Copy each line of the data below exactly, leaving out pictures.

[Records excerpted from a collection]
Segment Open
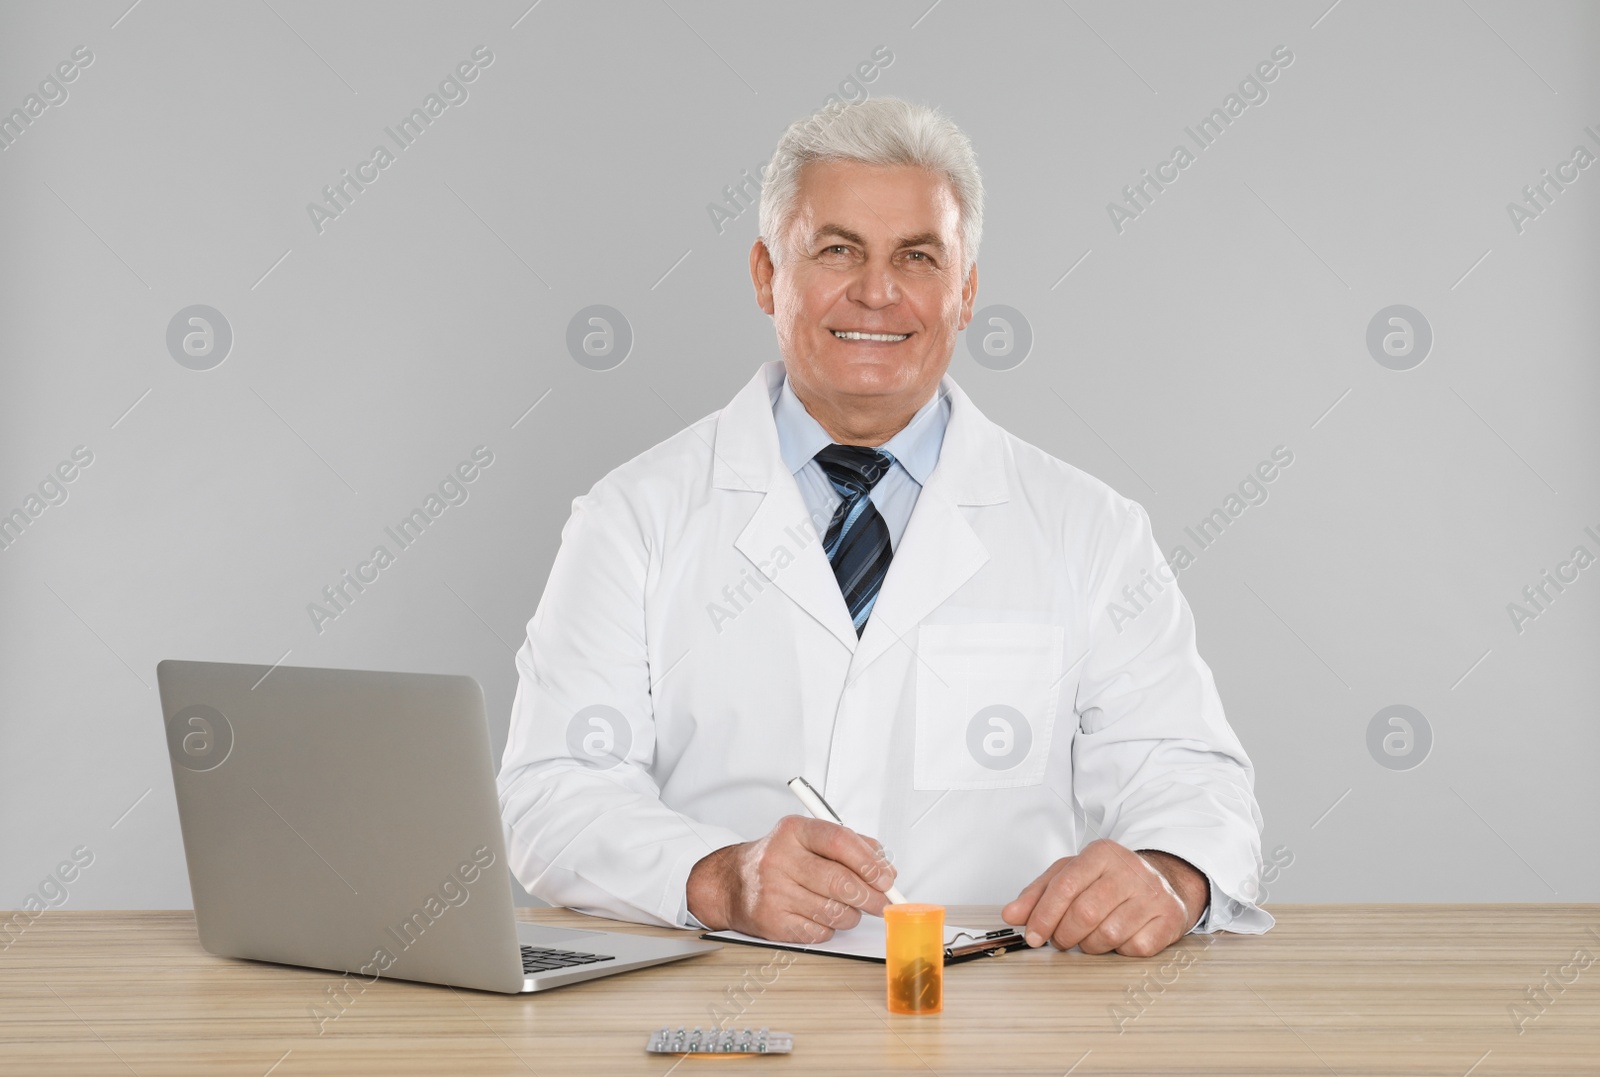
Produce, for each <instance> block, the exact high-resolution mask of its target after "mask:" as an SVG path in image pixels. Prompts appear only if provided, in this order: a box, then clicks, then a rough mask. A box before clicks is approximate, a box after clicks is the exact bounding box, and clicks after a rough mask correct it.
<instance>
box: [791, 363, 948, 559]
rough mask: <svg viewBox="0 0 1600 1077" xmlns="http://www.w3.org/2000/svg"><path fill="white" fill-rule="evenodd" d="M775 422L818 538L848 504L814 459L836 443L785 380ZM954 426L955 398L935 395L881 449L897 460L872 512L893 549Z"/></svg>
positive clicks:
Segment Closed
**ANSWER BOX**
Produce, for each <instance> block, the exact high-resolution mask of its target after "mask:" as an SVG path in image pixels. Prompts appear only if provided, in this order: a box, then clicks, then a rough mask. A box before clicks is approximate, a box after clicks is the exact bounding box, and clicks after a rough mask correct it.
<instance>
box: [791, 363, 948, 559]
rough mask: <svg viewBox="0 0 1600 1077" xmlns="http://www.w3.org/2000/svg"><path fill="white" fill-rule="evenodd" d="M775 422L818 538L848 504L814 459L836 443L785 380ZM954 426L955 398L935 395L881 449L897 460L872 512L893 549Z"/></svg>
positive clicks:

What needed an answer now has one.